◆ DATA TO EXAMINE:
☆ ☆ ☆ ☆
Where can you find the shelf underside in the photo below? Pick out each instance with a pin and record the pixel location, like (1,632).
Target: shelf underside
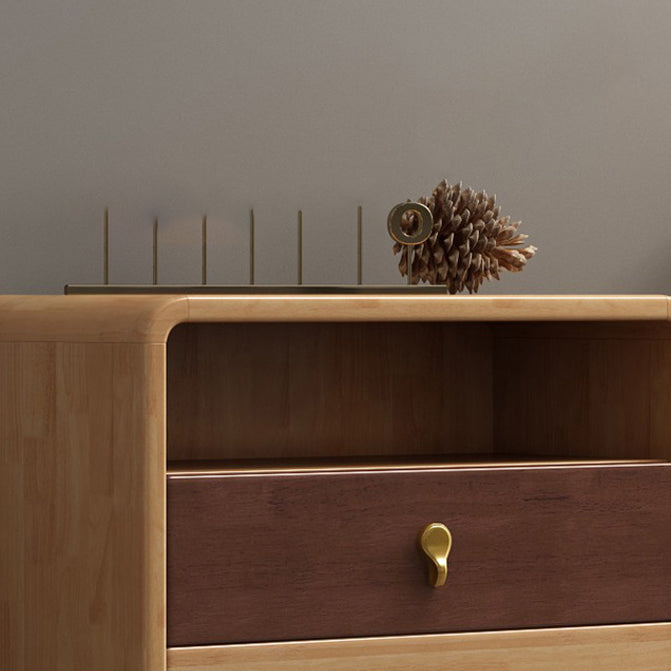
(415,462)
☆ ☆ ☆ ☆
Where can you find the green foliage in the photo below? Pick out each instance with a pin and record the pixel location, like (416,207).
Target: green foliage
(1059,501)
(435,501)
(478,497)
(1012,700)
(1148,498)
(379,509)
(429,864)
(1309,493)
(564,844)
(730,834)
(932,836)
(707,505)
☆ ☆ ☆ ☆
The lines to copy are those in the records above containing the word "photo".

◆ WRITTEN REPLY:
Where can you find the shelf underside in the photo below? Pick out each instance with a pin and record the pixel location, like (1,632).
Where can you find the green foliage in the photo below? Pick out each instance with a pin and record the pixel location, like (416,207).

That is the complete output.